Return the lines below in which the string "trace" occurs.

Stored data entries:
+--
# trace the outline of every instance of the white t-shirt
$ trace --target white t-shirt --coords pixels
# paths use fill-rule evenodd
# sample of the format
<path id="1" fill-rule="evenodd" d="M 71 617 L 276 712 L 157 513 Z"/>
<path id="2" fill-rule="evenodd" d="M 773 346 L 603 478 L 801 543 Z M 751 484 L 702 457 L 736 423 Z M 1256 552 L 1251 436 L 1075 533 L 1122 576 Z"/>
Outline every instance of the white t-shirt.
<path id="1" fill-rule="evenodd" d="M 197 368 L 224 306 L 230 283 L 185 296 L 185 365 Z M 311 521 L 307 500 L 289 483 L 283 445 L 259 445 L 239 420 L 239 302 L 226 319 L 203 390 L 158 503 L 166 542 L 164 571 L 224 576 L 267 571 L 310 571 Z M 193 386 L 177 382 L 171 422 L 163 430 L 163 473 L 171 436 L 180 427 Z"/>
+--
> [Exercise result]:
# trace the outline of every instance of the white t-shirt
$ trace --target white t-shirt --coords pixels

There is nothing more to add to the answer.